→ **Task instructions**: Starting at the top of the entries below, set down every line exactly, please, until you reach the line with "82L250 106L309 110ZM5", which is included too.

[Stored items]
* * * * * * * * *

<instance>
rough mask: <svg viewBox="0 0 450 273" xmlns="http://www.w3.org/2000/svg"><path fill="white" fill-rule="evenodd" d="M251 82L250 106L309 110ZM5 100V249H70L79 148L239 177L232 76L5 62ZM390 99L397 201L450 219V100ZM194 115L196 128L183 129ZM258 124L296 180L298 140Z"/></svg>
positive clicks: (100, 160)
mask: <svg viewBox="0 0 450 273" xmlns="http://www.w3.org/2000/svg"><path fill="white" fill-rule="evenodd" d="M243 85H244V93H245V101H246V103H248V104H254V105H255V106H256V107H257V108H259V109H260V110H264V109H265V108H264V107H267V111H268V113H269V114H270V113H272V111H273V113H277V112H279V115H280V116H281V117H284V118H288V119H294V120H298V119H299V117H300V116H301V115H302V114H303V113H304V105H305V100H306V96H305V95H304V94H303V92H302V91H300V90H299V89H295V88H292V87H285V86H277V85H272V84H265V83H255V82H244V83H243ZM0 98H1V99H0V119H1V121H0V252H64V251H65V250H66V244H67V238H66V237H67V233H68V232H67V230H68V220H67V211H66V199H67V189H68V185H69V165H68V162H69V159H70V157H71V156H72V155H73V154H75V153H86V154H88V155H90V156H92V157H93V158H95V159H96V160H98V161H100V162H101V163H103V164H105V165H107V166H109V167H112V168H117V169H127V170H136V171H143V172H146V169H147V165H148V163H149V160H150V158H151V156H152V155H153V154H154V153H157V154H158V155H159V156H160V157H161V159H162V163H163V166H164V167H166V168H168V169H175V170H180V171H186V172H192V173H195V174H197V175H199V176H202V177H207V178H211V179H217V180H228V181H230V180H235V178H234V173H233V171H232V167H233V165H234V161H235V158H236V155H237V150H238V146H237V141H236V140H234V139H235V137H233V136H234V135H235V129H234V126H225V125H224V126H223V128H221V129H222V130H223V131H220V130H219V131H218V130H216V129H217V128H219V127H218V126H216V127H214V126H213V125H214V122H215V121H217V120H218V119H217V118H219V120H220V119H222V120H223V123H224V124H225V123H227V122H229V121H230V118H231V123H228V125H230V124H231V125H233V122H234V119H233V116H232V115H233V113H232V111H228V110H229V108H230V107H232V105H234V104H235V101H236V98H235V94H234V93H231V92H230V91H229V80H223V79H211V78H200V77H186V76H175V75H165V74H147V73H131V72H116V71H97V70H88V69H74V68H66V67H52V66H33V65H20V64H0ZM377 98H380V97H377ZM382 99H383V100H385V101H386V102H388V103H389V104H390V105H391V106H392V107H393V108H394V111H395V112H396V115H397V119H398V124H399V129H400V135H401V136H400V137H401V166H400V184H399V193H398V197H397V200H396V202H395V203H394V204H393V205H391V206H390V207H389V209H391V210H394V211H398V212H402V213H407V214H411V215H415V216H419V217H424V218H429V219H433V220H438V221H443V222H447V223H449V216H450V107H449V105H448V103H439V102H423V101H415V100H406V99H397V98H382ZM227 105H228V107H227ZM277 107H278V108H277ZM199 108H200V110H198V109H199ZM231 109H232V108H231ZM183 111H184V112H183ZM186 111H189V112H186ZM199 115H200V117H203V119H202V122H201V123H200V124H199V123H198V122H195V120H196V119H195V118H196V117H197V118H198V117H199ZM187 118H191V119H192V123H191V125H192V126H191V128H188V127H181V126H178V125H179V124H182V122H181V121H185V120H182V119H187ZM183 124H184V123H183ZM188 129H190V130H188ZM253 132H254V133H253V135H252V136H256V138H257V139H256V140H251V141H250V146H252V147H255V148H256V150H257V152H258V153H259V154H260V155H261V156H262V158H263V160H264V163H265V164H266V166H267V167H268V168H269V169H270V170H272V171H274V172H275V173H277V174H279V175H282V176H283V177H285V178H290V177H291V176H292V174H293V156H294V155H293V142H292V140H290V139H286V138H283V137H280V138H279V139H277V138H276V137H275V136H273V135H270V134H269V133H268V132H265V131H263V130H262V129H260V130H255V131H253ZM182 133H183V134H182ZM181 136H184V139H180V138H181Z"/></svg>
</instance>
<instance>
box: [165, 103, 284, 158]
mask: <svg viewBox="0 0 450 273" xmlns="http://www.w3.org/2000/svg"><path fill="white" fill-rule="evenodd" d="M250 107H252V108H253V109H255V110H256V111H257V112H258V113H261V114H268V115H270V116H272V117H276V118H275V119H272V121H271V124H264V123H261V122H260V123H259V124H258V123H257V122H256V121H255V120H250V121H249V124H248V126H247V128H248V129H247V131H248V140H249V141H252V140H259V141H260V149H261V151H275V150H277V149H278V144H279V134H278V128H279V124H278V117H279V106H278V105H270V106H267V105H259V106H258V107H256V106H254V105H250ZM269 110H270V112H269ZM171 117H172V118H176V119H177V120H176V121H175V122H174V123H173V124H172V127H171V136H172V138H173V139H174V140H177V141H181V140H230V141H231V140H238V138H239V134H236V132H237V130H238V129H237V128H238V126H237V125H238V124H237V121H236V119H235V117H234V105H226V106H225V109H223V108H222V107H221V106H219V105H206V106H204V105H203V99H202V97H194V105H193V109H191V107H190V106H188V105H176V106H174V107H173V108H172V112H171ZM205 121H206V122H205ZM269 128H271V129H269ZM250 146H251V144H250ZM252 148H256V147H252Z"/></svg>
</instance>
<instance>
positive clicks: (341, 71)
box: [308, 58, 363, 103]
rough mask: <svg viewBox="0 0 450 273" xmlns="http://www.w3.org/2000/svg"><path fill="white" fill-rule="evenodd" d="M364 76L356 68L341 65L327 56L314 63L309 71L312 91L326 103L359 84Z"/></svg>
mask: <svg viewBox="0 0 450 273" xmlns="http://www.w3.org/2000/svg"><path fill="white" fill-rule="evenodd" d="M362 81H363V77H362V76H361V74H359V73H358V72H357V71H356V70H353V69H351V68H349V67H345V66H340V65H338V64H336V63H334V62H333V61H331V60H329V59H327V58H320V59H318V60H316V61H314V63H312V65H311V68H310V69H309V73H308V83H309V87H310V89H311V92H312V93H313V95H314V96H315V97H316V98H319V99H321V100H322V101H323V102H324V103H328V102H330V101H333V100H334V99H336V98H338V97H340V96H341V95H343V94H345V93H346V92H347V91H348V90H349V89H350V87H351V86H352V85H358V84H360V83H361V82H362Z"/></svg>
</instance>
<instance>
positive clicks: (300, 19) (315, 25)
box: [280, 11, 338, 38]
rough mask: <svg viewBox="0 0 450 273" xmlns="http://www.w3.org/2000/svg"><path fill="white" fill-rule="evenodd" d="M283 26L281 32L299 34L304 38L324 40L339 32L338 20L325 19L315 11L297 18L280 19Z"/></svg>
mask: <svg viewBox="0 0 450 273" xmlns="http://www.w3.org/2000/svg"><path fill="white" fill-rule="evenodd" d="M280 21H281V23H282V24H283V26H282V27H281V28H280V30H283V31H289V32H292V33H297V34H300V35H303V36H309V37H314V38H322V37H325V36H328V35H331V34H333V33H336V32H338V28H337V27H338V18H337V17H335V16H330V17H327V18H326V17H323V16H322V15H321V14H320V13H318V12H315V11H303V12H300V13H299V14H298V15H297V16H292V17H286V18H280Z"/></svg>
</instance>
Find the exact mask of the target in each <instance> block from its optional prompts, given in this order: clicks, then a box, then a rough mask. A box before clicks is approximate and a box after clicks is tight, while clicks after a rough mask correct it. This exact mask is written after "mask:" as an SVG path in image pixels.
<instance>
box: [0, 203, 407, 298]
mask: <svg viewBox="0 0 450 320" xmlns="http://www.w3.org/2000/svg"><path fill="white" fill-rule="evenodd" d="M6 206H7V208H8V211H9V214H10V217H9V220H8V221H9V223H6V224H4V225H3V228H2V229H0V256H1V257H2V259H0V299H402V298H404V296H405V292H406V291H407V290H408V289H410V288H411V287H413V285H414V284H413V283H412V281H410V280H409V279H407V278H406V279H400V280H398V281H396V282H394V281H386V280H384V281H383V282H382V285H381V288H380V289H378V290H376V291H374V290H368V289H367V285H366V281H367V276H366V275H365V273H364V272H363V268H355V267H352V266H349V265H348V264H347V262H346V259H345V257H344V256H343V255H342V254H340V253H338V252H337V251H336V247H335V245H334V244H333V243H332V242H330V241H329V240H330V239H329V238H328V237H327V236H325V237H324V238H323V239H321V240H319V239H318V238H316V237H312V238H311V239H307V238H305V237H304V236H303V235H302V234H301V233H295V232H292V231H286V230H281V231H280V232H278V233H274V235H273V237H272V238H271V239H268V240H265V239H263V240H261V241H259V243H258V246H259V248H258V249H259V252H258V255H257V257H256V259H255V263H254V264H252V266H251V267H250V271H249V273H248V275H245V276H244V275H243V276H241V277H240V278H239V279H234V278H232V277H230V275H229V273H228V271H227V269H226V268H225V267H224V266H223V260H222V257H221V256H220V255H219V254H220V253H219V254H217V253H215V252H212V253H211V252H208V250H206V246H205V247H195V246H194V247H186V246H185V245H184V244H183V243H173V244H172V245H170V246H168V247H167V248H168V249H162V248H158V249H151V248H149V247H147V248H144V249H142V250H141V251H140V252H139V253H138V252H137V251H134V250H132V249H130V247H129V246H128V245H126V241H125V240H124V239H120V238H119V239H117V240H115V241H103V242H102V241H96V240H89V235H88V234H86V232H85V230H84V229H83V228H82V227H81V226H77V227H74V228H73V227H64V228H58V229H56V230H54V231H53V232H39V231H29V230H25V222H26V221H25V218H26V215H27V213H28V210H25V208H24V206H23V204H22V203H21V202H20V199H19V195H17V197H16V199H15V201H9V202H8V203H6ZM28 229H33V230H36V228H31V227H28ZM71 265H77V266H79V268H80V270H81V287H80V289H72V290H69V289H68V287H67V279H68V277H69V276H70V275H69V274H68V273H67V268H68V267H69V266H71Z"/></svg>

* * * * * * * * *

→ **Response to this task**:
<instance>
rough mask: <svg viewBox="0 0 450 273" xmlns="http://www.w3.org/2000/svg"><path fill="white" fill-rule="evenodd" d="M251 82L250 106L309 110ZM5 100V249H70L79 148L239 177L232 76L5 62ZM390 99L397 201L450 219V100ZM194 115L196 128L183 129ZM258 124L296 180L298 140Z"/></svg>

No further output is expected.